◆ TASK GOAL ◆
Copy out every line of the material below, unchanged.

── RECORD EXTRACTS ──

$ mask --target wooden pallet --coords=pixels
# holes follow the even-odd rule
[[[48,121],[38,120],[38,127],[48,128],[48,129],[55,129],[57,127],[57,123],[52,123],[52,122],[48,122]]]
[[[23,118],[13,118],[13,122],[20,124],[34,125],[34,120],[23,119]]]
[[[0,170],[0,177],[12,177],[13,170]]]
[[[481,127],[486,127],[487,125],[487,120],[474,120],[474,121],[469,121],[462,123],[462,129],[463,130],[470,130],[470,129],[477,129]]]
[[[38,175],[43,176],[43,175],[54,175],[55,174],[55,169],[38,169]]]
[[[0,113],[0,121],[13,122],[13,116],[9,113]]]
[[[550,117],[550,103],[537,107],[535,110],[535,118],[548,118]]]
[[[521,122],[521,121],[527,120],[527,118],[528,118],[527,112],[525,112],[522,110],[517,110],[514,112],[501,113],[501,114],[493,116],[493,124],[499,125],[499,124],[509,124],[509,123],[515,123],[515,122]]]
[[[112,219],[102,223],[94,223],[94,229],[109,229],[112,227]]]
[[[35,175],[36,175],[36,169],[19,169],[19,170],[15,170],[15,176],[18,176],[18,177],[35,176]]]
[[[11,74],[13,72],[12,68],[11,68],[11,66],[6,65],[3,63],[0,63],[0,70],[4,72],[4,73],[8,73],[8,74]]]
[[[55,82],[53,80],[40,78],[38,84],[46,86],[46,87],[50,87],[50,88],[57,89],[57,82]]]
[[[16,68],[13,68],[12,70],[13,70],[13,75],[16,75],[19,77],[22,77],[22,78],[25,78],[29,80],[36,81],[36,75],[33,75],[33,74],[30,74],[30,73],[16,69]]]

───

◆ RESULT OF THE EXERCISE ◆
$ mask --target wooden pallet --coords=pixels
# holes follow the even-odd rule
[[[48,121],[38,120],[38,127],[48,128],[48,129],[55,129],[57,127],[57,123],[52,123],[52,122],[48,122]]]
[[[23,118],[13,118],[13,122],[20,124],[34,125],[34,120],[23,119]]]
[[[0,170],[0,177],[12,177],[13,170]]]
[[[481,127],[486,127],[487,125],[487,120],[474,120],[474,121],[469,121],[462,123],[462,129],[463,130],[470,130],[470,129],[477,129]]]
[[[38,175],[43,176],[43,175],[54,175],[55,174],[55,169],[38,169]]]
[[[0,113],[0,121],[13,122],[13,116],[9,113]]]
[[[550,117],[550,103],[537,107],[535,110],[535,118],[548,118]]]
[[[521,122],[521,121],[527,120],[527,118],[528,118],[527,112],[525,112],[522,110],[517,110],[514,112],[501,113],[501,114],[493,116],[493,124],[499,125],[499,124],[509,124],[509,123],[515,123],[515,122]]]
[[[112,219],[102,223],[94,223],[94,229],[109,229],[112,227]]]
[[[35,175],[36,175],[36,169],[19,169],[19,170],[15,170],[15,176],[18,176],[18,177],[35,176]]]
[[[11,74],[13,72],[12,68],[11,68],[11,66],[6,65],[3,63],[0,63],[0,70],[4,72],[4,73],[8,73],[8,74]]]
[[[55,82],[53,80],[40,78],[38,84],[46,86],[46,87],[50,87],[50,88],[57,89],[57,82]]]
[[[16,68],[13,68],[12,70],[13,70],[13,75],[16,75],[19,77],[22,77],[22,78],[25,78],[29,80],[36,81],[36,75],[33,75],[33,74],[30,74],[30,73],[16,69]]]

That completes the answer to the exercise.